What this task involves — Write out each record below, word for word.

***** Exercise data *****

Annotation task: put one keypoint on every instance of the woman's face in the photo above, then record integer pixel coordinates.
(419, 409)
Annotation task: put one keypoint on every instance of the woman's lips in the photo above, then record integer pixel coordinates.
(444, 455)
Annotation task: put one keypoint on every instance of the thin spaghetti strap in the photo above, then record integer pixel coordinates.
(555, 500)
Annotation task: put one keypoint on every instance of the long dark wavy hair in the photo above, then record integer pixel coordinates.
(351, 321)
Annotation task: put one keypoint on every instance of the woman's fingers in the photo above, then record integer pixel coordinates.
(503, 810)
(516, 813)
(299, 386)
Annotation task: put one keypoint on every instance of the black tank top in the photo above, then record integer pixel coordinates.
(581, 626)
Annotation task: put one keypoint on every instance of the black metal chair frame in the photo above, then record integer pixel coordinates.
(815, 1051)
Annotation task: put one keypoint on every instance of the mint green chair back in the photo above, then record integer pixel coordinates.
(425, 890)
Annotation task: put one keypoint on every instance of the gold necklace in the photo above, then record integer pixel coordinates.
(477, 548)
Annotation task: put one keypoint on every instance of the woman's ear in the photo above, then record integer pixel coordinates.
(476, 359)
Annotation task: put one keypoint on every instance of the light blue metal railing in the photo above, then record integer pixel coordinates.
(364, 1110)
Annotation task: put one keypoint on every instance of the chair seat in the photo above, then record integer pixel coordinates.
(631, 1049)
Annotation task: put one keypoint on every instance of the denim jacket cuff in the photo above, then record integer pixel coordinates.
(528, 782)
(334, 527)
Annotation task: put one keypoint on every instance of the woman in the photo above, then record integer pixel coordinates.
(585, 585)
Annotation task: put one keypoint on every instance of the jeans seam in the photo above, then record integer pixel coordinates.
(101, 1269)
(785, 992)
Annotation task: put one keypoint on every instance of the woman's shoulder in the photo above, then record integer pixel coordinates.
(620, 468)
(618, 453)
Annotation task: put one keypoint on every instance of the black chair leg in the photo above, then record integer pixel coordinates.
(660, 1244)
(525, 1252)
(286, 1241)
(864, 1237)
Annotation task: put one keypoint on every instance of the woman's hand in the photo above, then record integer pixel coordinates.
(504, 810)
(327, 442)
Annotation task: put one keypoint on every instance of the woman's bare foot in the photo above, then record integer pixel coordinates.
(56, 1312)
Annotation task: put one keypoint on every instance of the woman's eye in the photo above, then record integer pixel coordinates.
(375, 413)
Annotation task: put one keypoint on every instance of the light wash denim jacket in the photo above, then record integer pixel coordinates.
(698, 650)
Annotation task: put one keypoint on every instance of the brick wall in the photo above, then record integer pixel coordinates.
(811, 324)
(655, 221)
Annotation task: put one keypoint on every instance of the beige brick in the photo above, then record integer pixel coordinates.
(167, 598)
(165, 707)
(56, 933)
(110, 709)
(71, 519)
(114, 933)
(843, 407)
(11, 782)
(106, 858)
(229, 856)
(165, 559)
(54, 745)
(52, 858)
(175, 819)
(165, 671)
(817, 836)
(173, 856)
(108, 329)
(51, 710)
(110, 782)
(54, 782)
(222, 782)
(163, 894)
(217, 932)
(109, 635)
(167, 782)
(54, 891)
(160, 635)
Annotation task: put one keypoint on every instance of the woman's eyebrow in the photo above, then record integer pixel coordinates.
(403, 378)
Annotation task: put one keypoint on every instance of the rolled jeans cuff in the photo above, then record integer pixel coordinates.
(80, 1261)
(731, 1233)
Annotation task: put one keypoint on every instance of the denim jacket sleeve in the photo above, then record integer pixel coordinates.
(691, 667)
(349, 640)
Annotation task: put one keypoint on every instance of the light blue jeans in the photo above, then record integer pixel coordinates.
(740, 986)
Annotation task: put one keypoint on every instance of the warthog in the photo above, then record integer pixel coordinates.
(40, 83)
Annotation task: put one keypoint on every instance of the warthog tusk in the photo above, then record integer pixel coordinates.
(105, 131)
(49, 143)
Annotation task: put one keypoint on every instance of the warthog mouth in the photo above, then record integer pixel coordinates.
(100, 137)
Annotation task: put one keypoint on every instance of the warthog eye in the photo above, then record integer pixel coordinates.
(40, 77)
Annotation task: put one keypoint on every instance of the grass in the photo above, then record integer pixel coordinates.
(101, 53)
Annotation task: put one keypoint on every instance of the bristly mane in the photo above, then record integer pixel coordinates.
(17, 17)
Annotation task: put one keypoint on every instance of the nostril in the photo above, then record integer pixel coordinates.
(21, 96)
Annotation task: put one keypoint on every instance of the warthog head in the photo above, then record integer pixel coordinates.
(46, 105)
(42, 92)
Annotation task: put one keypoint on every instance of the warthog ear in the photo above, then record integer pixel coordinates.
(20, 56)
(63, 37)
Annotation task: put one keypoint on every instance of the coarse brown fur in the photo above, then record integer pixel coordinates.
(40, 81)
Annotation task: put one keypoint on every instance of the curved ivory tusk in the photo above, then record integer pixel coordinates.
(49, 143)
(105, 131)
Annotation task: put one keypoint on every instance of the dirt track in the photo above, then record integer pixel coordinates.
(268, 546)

*****

Output of the task —
Annotation task: put one keypoint on every instance of the woman's face in the photo above, then record integer pixel coordinates.
(419, 409)
Annotation task: put one keypoint on every instance of the woman's lips in the photo above, then record integer pixel coordinates.
(444, 455)
Annotation task: put one keypoint on every instance of the thin spaghetti strap in the photo above, then record integer pixel coordinates.
(555, 500)
Annotation task: put one keypoint on every instance of the long dark wavy hair in the photo above, then record integer pixel coordinates.
(351, 321)
Annotation task: put one keypoint on every instance of the woman's fingers in the photo above, then record integer pixel coordinates.
(503, 810)
(516, 813)
(299, 386)
Annotation task: put one keypoint on every instance of the black tank top in the photo above, then record integer pixel coordinates.
(581, 626)
Annotation task: put one keypoint on every instance of the black metal chair frame in the photo above, then record integer pixel coordinates.
(815, 1051)
Annotation task: put one keypoint on every instance of the mint green chair back in the photo above, then record integer pixel coordinates.
(425, 890)
Annotation task: put one keypoint on every instance of the gold necklace in the photo above, then record integer pixel coordinates.
(477, 548)
Annotation task: put one keypoint on every instance of the woman's ear in the photo above, then record integer pixel coordinates.
(476, 359)
Annotation task: put one keypoint on every instance of the light blue metal railing in the photo above, then record integer pixel coordinates.
(364, 1110)
Annotation task: put one keypoint on every instance of the chair seat in the photo above, then record integer pixel coordinates.
(631, 1049)
Annotation task: put one keypoint on every instance of the denim jacket cuff in the photo above, then record integer pixel coordinates.
(528, 782)
(334, 527)
Annotation task: put one keypoint on every instance of the woman in the photo above, then record integer pixel coordinates.
(585, 585)
Annotation task: put one keypoint on every instance of the jeans seam in the photo above, then record integer pixel coordinates.
(101, 1269)
(785, 992)
Annotation task: put one keypoint on every instance of the woman's shoulder in the photo above, then record integer pixel coordinates.
(620, 468)
(618, 453)
Annotation task: put one keypoint on every instance of the black chair leg in the photo above, then record integer pixel coordinates.
(660, 1244)
(525, 1252)
(286, 1241)
(864, 1237)
Annotation task: put one keypoint on every instance of the woman's hand in the photo above, then record integer pixel coordinates.
(504, 810)
(327, 442)
Annotation task: put one keypoint on every instance of the woman's bare foot in the photo above, then record integer pixel coordinates.
(56, 1312)
Annotation task: put one keypoint on every instance of the woman's eye in the photo above, then record integer pixel coordinates.
(375, 413)
Annotation task: put one keypoint on every instance of the light wash denim jacket in the photo above, then record integer pixel coordinates.
(698, 650)
Annotation task: put one keypoint on every instance of the brick wall in the photo above, then record integer pixel coordinates.
(811, 324)
(655, 221)
Annotation task: put one keypoint on every instance of the beige brick in the photo above, then record integer pixel coordinates.
(167, 598)
(165, 707)
(56, 933)
(110, 709)
(71, 519)
(114, 933)
(843, 407)
(11, 782)
(106, 858)
(229, 856)
(165, 559)
(54, 745)
(52, 858)
(175, 819)
(165, 671)
(817, 836)
(173, 856)
(108, 329)
(51, 710)
(110, 782)
(54, 782)
(222, 782)
(163, 894)
(217, 932)
(109, 635)
(167, 782)
(54, 891)
(160, 635)
Annotation task: put one keypoint on every instance of the woman's eyebrow in the photo above, then record integer pixel coordinates.
(403, 378)
Annotation task: put one keypoint on every instance of the rolled jeans cuff in the photo above, then record integer pixel coordinates.
(80, 1261)
(731, 1233)
Annotation task: put one keypoint on every instance of the denim jacket sleeve in the photo above, then record integer pixel coordinates.
(691, 667)
(349, 640)
Annotation task: put one keypoint on every instance of the light blue jeans in the photo above, then record integer pixel coordinates.
(740, 986)
Annotation task: put one keypoint on every instance of the warthog in the photo above, then record integer pixel coordinates.
(40, 83)
Annotation task: put one keypoint on every instance of the warthog tusk in the photo above, then record integer pixel coordinates.
(105, 131)
(49, 143)
Annotation task: put one keypoint on every instance of the warthog mouth in the photo above, then record integer pixel coordinates.
(100, 137)
Annotation task: put one keypoint on every instance of the warthog eye in the photo above, then record integer pixel coordinates.
(40, 77)
Annotation task: put one keypoint on every instance of the grass in the photo above, then record integer pixel coordinates.
(101, 53)
Annotation task: put one keypoint on every instance of the bristly mane in the photo above, then record integer pixel coordinates.
(17, 17)
Annotation task: put one keypoint on every instance of the nostril in the photo above, then record integer pixel coordinates.
(21, 96)
Annotation task: put one keypoint on every instance of the warthog head in the photo above, then record integer pixel coordinates.
(46, 105)
(42, 92)
Annotation task: put one keypoint on every instance of the warthog ear in the photo above, then record integer pixel coordinates.
(20, 56)
(63, 37)
Annotation task: put one keypoint on every instance of the coarse brown fur in the photo above, then record integer pixel coordinates.
(40, 81)
Annotation task: put one keypoint on every instance of the curved ivory tusk in the photo above, then record integer pixel coordinates.
(49, 143)
(105, 131)
Annotation task: put one keypoint on every instance of the dirt track in the photo above, then record integer pixel coordinates.
(268, 546)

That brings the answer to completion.